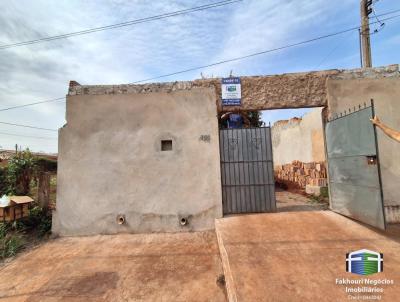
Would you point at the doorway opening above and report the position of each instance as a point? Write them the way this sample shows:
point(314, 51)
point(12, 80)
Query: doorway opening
point(300, 168)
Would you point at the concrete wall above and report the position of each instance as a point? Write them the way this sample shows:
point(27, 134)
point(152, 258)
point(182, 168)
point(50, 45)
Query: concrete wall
point(292, 90)
point(299, 139)
point(110, 162)
point(346, 92)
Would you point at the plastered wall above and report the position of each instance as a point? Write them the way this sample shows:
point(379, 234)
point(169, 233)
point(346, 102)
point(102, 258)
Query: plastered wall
point(111, 163)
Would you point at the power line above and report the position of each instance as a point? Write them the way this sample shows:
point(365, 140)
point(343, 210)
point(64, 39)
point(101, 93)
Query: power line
point(330, 53)
point(28, 126)
point(122, 24)
point(30, 104)
point(21, 135)
point(261, 52)
point(238, 58)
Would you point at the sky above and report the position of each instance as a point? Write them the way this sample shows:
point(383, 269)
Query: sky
point(42, 71)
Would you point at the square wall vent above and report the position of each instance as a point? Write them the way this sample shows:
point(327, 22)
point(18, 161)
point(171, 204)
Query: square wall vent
point(166, 145)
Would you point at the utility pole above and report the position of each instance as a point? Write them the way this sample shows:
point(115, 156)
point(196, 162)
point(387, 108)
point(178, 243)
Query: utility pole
point(366, 10)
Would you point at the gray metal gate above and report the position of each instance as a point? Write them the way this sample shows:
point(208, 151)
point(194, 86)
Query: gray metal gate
point(247, 171)
point(354, 174)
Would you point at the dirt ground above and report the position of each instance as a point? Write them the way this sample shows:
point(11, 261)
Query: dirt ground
point(293, 202)
point(298, 256)
point(152, 267)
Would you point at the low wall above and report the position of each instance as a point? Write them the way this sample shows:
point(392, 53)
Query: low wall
point(299, 139)
point(111, 163)
point(299, 175)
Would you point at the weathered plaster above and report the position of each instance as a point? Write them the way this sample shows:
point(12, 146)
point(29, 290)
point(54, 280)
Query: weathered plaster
point(111, 163)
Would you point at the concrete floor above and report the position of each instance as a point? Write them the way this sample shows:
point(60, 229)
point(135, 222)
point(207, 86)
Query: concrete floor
point(292, 202)
point(297, 256)
point(153, 267)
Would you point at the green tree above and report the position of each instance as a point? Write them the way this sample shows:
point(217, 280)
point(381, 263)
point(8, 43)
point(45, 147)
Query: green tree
point(20, 170)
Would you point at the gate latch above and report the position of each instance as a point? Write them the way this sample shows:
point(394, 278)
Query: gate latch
point(371, 159)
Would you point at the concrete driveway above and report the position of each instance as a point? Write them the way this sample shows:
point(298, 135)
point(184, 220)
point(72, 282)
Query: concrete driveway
point(298, 256)
point(153, 267)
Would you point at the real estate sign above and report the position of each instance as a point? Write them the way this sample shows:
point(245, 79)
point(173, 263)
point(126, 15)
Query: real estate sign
point(231, 92)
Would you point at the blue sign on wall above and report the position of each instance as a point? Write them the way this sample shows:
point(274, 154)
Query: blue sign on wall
point(231, 91)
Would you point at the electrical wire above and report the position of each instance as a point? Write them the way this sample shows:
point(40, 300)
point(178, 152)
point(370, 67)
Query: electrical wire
point(29, 136)
point(28, 126)
point(261, 52)
point(235, 59)
point(30, 104)
point(122, 24)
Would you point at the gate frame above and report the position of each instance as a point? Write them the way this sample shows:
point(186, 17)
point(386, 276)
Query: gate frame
point(325, 119)
point(221, 171)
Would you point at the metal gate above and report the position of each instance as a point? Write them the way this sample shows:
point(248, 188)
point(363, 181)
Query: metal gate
point(247, 170)
point(355, 185)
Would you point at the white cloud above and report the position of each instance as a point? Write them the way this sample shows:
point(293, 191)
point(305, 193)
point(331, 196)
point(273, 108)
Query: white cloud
point(42, 71)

====

Task prompt :: Rewrite every entry above with "report" replaced by "give" and nothing else changed. Omit the pictures.

Exercise result ::
Would you point at the doorway opening above and give the position of each instance as a point? Write them the way this sample shows:
point(314, 51)
point(12, 80)
Query: doorway opening
point(300, 168)
Would you point at the concrete wall above and give the position of each instance as a point? Write them the way this sample shows:
point(27, 134)
point(152, 258)
point(182, 168)
point(50, 45)
Query: concrete wall
point(292, 90)
point(299, 139)
point(110, 162)
point(346, 92)
Would you point at the plastered wall above and give the position of each instance as a point? Write them the way this sample shows:
point(379, 234)
point(169, 233)
point(346, 102)
point(102, 258)
Query: plastered wall
point(111, 163)
Would you point at the power line above and give the position of each instance as a point? Write them the way this sample shows:
point(365, 140)
point(343, 210)
point(64, 39)
point(101, 93)
Query: power line
point(330, 53)
point(28, 126)
point(122, 24)
point(30, 104)
point(21, 135)
point(261, 52)
point(238, 58)
Would you point at the sky above and give the position of each instance as a point? Write them the way this sample shows:
point(383, 269)
Query: sky
point(42, 71)
Would you point at the square wall vent above and give the position of each instance as a point? Write them the way this sample shows:
point(327, 22)
point(18, 161)
point(171, 204)
Query: square wall vent
point(166, 145)
Would you point at the utility pole above and give the position of each instance as a point? Write them the way this sample shows:
point(115, 156)
point(196, 162)
point(387, 108)
point(178, 243)
Query: utility pole
point(366, 10)
Would you point at the gray metal gate above and give the position of each instance as a point? Write them the way this sample shows:
point(208, 151)
point(194, 86)
Query: gray metal gate
point(247, 171)
point(354, 174)
Would you point at the dirt ground above and give the position of each instance as a point? Write them the way this sample shows:
point(11, 261)
Query: dirt ground
point(293, 202)
point(298, 256)
point(152, 267)
Would you point at the low wall above and give the position of each instance as a point? Write them the way this sample shows:
point(392, 53)
Query: low wall
point(299, 139)
point(111, 163)
point(299, 175)
Would you point at the weathered plaster above and give the position of each instance as a point? Write them the way this sample shows:
point(12, 146)
point(29, 290)
point(54, 280)
Query: weathered plaster
point(111, 163)
Would you point at the concrete floor above and give the position of each instance as a point? Write them the way this sample shows:
point(60, 229)
point(135, 222)
point(207, 86)
Query: concrete floor
point(292, 202)
point(297, 256)
point(153, 267)
Would you point at the green tree above and give the position of each instance as a point? Write them the way this sample shows:
point(217, 280)
point(381, 263)
point(8, 43)
point(45, 147)
Query: green tree
point(20, 170)
Would you point at the gate latch above and give the position of each instance as a point? Write them the way this sample shows:
point(394, 278)
Query: gate latch
point(371, 159)
Would you point at the concrete driveway above and give the position of each instance as a point? Write them the way this sample shows:
point(298, 135)
point(184, 220)
point(72, 282)
Query: concrete driveway
point(298, 256)
point(153, 267)
Would you point at the real estate sign above and give the position of each instance as a point? Write them the way this sample shows:
point(245, 79)
point(173, 263)
point(126, 15)
Query: real estate sign
point(231, 92)
Would you point at the blue sign on wall above and give the position of each instance as a point? Write them the way this sample shows:
point(274, 154)
Query: blue sign on wall
point(231, 91)
Would you point at the electrical wire above and give the position of each instance as a point? Write them the way this sample shows:
point(40, 300)
point(178, 152)
point(370, 67)
Query: electrical wire
point(29, 136)
point(28, 126)
point(261, 52)
point(235, 59)
point(30, 104)
point(122, 24)
Would you point at the gate frame above and give the position of each instance as a point? Write them the way this sample shows:
point(186, 17)
point(386, 276)
Query: gate frame
point(325, 119)
point(221, 171)
Would you point at the metal gate above and give the position of each instance as a point? Write them the way this sample shows:
point(248, 188)
point(363, 181)
Query: metal gate
point(247, 170)
point(355, 185)
Would you point at the white cloud above and give the position of each instance as a point? Write them the way this sample shows:
point(293, 191)
point(305, 193)
point(331, 196)
point(273, 108)
Query: white cloud
point(42, 71)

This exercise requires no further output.